## start
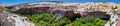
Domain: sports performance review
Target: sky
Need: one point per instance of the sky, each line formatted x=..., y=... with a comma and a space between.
x=14, y=2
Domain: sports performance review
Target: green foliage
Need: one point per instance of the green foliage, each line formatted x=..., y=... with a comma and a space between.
x=47, y=20
x=88, y=21
x=50, y=20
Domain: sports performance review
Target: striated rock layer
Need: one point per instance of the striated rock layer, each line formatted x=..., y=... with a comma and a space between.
x=98, y=9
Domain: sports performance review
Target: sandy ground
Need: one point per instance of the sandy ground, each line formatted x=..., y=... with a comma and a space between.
x=118, y=23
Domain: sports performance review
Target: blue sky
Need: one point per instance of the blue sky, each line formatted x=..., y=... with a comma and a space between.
x=13, y=2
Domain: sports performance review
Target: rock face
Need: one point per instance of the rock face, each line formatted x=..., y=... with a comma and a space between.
x=98, y=9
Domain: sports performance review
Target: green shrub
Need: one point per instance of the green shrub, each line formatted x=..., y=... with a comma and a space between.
x=88, y=21
x=47, y=20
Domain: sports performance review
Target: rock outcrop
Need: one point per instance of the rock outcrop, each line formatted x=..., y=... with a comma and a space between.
x=98, y=9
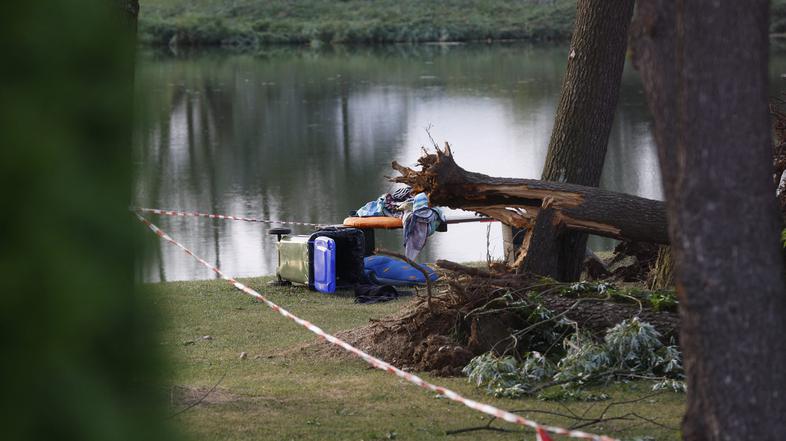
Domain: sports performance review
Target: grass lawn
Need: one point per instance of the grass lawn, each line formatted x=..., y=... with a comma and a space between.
x=284, y=391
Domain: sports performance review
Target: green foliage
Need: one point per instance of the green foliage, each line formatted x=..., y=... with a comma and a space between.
x=251, y=22
x=79, y=360
x=631, y=347
x=657, y=300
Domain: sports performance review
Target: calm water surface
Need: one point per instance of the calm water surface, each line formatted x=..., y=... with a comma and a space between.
x=308, y=135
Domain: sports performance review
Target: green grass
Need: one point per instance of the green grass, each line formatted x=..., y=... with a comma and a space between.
x=253, y=22
x=249, y=22
x=283, y=390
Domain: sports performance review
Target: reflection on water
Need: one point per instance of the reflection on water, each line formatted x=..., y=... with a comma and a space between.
x=309, y=135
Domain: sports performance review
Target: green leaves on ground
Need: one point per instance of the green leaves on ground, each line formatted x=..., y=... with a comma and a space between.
x=631, y=349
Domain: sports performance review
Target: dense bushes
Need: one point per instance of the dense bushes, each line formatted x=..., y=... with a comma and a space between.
x=352, y=21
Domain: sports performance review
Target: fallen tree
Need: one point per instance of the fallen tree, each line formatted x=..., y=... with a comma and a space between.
x=477, y=310
x=521, y=202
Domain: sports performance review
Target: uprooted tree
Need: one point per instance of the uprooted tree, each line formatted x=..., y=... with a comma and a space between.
x=533, y=204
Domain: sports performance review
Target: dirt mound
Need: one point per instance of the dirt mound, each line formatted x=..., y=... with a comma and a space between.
x=414, y=339
x=476, y=310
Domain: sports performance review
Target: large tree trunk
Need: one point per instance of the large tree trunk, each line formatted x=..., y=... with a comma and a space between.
x=577, y=148
x=704, y=65
x=517, y=202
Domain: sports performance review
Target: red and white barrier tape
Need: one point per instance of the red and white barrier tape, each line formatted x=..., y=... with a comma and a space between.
x=540, y=430
x=223, y=216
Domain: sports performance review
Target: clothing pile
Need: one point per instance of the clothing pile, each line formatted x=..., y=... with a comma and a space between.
x=420, y=221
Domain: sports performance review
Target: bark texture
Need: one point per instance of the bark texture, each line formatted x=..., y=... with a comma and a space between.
x=585, y=114
x=517, y=202
x=704, y=66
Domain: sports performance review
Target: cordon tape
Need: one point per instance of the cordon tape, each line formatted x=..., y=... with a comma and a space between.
x=541, y=431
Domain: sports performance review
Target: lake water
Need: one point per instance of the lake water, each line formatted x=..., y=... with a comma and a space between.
x=308, y=135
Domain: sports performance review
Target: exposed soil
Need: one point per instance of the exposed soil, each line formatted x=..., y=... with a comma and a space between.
x=443, y=339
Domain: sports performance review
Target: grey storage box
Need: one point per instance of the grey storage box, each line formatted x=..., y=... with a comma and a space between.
x=296, y=256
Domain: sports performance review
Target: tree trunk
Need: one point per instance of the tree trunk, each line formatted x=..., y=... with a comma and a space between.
x=577, y=148
x=517, y=202
x=704, y=66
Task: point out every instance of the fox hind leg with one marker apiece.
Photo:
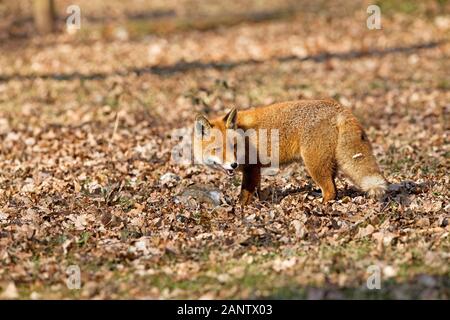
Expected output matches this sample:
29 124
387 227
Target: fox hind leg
251 180
322 170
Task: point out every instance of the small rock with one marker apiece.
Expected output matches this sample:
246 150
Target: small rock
203 194
427 280
389 272
169 179
4 126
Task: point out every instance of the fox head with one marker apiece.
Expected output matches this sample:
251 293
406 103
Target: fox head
214 143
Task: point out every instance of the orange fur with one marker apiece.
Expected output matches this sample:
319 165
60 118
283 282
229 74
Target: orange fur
321 132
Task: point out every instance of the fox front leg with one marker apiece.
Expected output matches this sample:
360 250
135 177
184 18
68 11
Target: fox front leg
251 180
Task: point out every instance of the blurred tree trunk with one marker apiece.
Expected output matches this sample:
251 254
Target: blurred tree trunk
44 15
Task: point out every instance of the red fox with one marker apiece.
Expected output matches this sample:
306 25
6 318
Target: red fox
322 133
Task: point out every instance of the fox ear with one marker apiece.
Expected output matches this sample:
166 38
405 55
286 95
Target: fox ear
230 119
202 126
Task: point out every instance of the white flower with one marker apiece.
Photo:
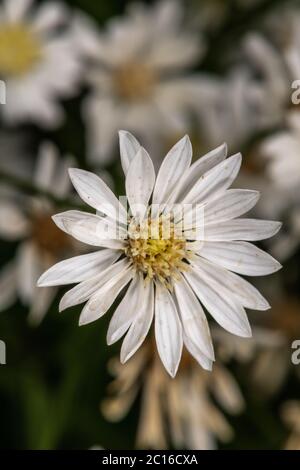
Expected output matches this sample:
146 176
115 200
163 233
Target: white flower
281 153
138 76
251 99
38 61
283 157
168 275
27 220
291 416
292 51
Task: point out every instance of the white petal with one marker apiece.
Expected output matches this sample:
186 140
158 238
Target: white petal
241 229
49 16
45 167
28 270
196 352
194 321
78 269
124 314
8 286
129 147
172 170
86 289
140 180
240 257
13 223
91 229
225 310
231 204
242 290
168 330
214 181
97 194
142 322
16 9
201 166
103 299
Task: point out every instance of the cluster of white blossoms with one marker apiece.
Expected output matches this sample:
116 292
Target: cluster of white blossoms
140 76
38 61
27 221
169 279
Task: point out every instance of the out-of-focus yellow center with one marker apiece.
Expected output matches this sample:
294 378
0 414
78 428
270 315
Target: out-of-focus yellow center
20 49
156 250
134 82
## end
Copy the whole listing above word for word but do not carry over the pictures.

- Task result:
Domain: sports performance review
Target: sky
Need: one point per instance of the sky, each line formatted x=..., y=... with a comma and a space between.
x=14, y=2
Domain: sports performance review
Target: green foliage
Need: one point per instance of the green foliage, each line formatted x=..., y=... with a comma and a space between.
x=47, y=20
x=88, y=21
x=50, y=20
Domain: sports performance review
Target: striated rock layer
Need: one point per instance of the striated rock layer, each line formatted x=..., y=... with a comma and a space between.
x=98, y=9
Domain: sports performance review
Target: sandy ground
Need: one point per instance of the sandy ground, each line formatted x=..., y=... with a comma and a space between.
x=118, y=23
Domain: sports performance review
Target: blue sky
Need: one point per instance of the blue sky, each line formatted x=..., y=... with a comma and a space between.
x=13, y=2
Domain: sports performance review
Target: rock face
Need: one point per instance of the rock face, each line formatted x=..., y=... with a comma and a space between.
x=98, y=9
Domain: sports performance review
Target: green shrub
Need: one point per instance of the green shrub, each line formatted x=..., y=... with a comma and a space between.
x=88, y=21
x=47, y=20
Domain: sports performance review
Target: rock outcrop
Need: one point per instance of the rock outcrop, each line formatted x=..., y=... with a comma and a space between.
x=98, y=9
Domain: sports performance review
Target: grass lawn
Need: one point per instance of the grass lawn, each line formatted x=..., y=... with a comma and a space between.
x=284, y=391
Domain: sports performance review
Target: green foliage
Need: one point per instance of the green foliage, each line formatted x=..., y=... with a comma and a space between.
x=251, y=22
x=79, y=360
x=631, y=347
x=657, y=300
Domain: sports performance review
Target: calm water surface
Need: one point per instance of the calm water surface, each line formatted x=..., y=... with a comma and a space between.
x=308, y=135
Domain: sports performance review
Target: green grass
Need: one point per instance of the green grass, each line formatted x=..., y=... with a comma and a space between.
x=253, y=22
x=249, y=22
x=283, y=390
Domain: sports performance review
Target: reflection on water
Need: one point per instance of the reflection on water, each line formatted x=..., y=... with a comma and a space between.
x=309, y=135
Domain: sports performance review
Target: green leaves on ground
Need: one point per instance of the green leaves on ground, each line formatted x=..., y=... with a comma and a space between.
x=631, y=349
Domain: sports performance review
Target: dense bushes
Need: one point per instance of the dense bushes, each line formatted x=..., y=... with a comma and a space between.
x=352, y=21
Domain: sports performance review
Target: fallen tree
Need: one point per instance of the fallen tree, each line formatted x=..., y=... with a comma and a space between.
x=477, y=310
x=521, y=202
Domain: sports performance review
Target: uprooted tree
Need: one point per instance of the uprooted tree, each line formatted x=..., y=... with a comma and a space between.
x=533, y=204
Domain: sports performance review
Target: dirt mound
Need: one point per instance of the dirt mound, each line formatted x=..., y=... with a comma and a space between.
x=414, y=339
x=476, y=310
Domain: sports performance review
Target: large tree trunk
Need: one point per instance of the large tree trunk, each line formatted x=..., y=... with a comma and a space between.
x=577, y=148
x=704, y=65
x=517, y=202
Domain: sports performance review
Target: red and white barrier tape
Need: one point per instance of the red and white barrier tape, each line formatted x=..., y=... with a comma and a space between.
x=540, y=430
x=223, y=216
Domain: sports performance review
Target: clothing pile
Need: one point per instance of the clothing pile, each line formatted x=..., y=... with a comma and a space between.
x=420, y=221
Domain: sports performance review
Target: bark texture
Need: one point per instance of the bark texture, each line formatted x=..., y=... with a comma and a space between.
x=585, y=114
x=517, y=202
x=704, y=66
Domain: sports performance review
Target: cordon tape
Need: one point per instance of the cordon tape, each line formatted x=..., y=... with a comma and a space between.
x=541, y=431
Domain: sports performance review
Target: lake water
Need: one point per instance of the lake water, each line formatted x=..., y=... with a comma and a space between.
x=308, y=135
Domain: sports performance review
Target: exposed soil
Need: one point per instance of the exposed soil, each line formatted x=..., y=... with a comma and a space between.
x=443, y=339
Domain: sports performance review
Target: grey storage box
Need: one point per instance of the grey storage box, each line formatted x=..., y=... with a comma and a space between.
x=296, y=256
Domain: sports performance review
Target: tree trunk
Need: one point per instance of the tree trunk, each line formatted x=..., y=... with a comma and a space between.
x=577, y=148
x=517, y=202
x=704, y=66
Task: point out every instance of the fox hind leg with one marker apiece.
Photo:
Expected output matches this sample:
29 124
387 227
Target: fox hind leg
251 180
322 170
Task: point out every instance of the small rock with one marker apiece.
Expected output matches this sample:
246 150
Target: small rock
203 194
427 280
389 272
169 179
4 126
Task: point out every instance of the fox head with one marker apiece.
Expected output matches this sample:
251 293
406 103
Target: fox head
214 143
Task: point out every instance of the orange fur with one marker apiece.
Expected output matches this sample:
319 165
60 118
283 282
229 74
Target: orange fur
321 132
Task: point out every instance of the fox front leg with one marker apiece.
Expected output matches this sample:
360 250
135 177
184 18
68 11
Target: fox front leg
251 180
Task: point out every instance of the blurred tree trunk with one marker apiece.
Expected output matches this sample:
251 254
Target: blurred tree trunk
44 15
Task: point out every instance of the red fox with one marker apiece.
Expected output matches this sample:
306 25
6 318
Target: red fox
322 133
Task: point out every instance of the fox ear with one marker apiece.
Expected output matches this sample:
166 38
405 55
286 95
Target: fox ear
230 119
202 126
Task: point out every instance of the white flower with one marker apiece.
Photo:
Expected output matches this sample:
146 176
115 200
163 233
Target: white flower
281 153
138 76
251 99
38 61
283 157
168 275
27 220
291 416
292 51
Task: point out every instance of the white petal with one marker apiece.
Expected output matches this sample:
186 140
158 238
Target: white petal
241 229
49 16
45 167
28 270
196 352
194 321
78 269
124 314
8 286
129 147
172 170
86 289
140 180
240 257
13 223
91 229
225 310
231 204
242 290
168 330
214 181
97 194
142 322
16 9
201 166
103 299
Task: point out every instance of the cluster of white blossoms with one marker apiece.
Expected output matches this sample:
116 292
Target: cluster of white blossoms
140 76
38 61
27 221
169 279
Task: point out every instance of the out-of-focus yellow center with one marker apiece.
Expected output matches this sample:
294 378
0 414
78 428
270 315
Target: out-of-focus yellow center
20 49
156 250
134 82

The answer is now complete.